- TUGAS 1 -
Cek apakah tiap pernyataan ini sesuai dengan cerita tentang perempuan tua di depan bekas gedung sekolah. Jawab ya atau tidak, lalu kutip kata-kata dari cerita yang jadi penentunya. (a) Gedung sekolah itu sudah dua bulan tidak diurus. (b) Dalam kebakaran itu, lima anak meninggal. (c) Perempuan tua itu duduk di depan pohon beringin.
- TUGAS 2 -
Tuliskan lanjutan cerita tentang perempuan tua yang menunggu di depan bekas gedung sekolah, mulai setelah kalimat terakhirnya.

- POTONGAN DOKUMEN -
■ ■ ■ ■ ■
Wednesday, February 28, 2007

Ketika Menjelang Senja

Perempuan tua itu telah duduk lama didepan pohon beringin yang rapuh. Ia sabar tertunduk disitu menatap sisa gedung sekolah didepannya. Gedung sekolah itu hanya tersisa puing puing dinding tanpa genteng, pintu yang hanya kerangkanya saja dan halaman yang tak terurus. Sudah 2bulan gedung itu suram tak lagi ada yang perduli. entah kemana pengurusnya. akibat kebakaran lalu setidaknya 3 anak meninggal terjebak dilalap api. sejak itu pemilik sekolah memutuskan menutup sekolah entah sampai kapan. Perempuan tua itu tak pernah menyerah menunggu anak perempuan satu satunya, harta peninggalan suami tercintanya.
■ ■ ■ ■ ■
- BAHAN SUMBER -

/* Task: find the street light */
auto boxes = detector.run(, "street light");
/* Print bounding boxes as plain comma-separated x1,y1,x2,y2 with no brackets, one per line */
■ ■ ■ ■ ■
- JAWABAN BENAR 1 -
(a) Ya: "Sudah 2bulan gedung itu suram tak lagi ada yang perduli."
(b) Tidak: "akibat kebakaran lalu setidaknya 3 anak meninggal terjebak dilalap api."
(c) Ya: "Perempuan tua itu telah duduk lama didepan pohon beringin yang rapuh."

- JAWABAN BENAR 2 -
"Bu.. mirah berangkat sekolah! doakan mirah berhasil ya bu.. ujian hari ini!" terakhir kali wajah dan suara mirah ketika berpamitan hendak berangkat sekolah. Perempuan itu hendak mencegah anaknya sekolah, entah ini firasat seorang ibu atau apa. hari itu ia tidak rela membiarkan mirah berangkat sekolah. Masih terbayang pagi itu Mirah minta disuapin hanya gara gara ia hampir terlambat. Wajahnya yang berkerut karena hujan dan panas yang tak pernah henti menyembah dipelupuk mata. terlihat wajahnya kusam, badanya yang kurus. tapi sepasang matanya masih tajam, masih ada mimpi disitu.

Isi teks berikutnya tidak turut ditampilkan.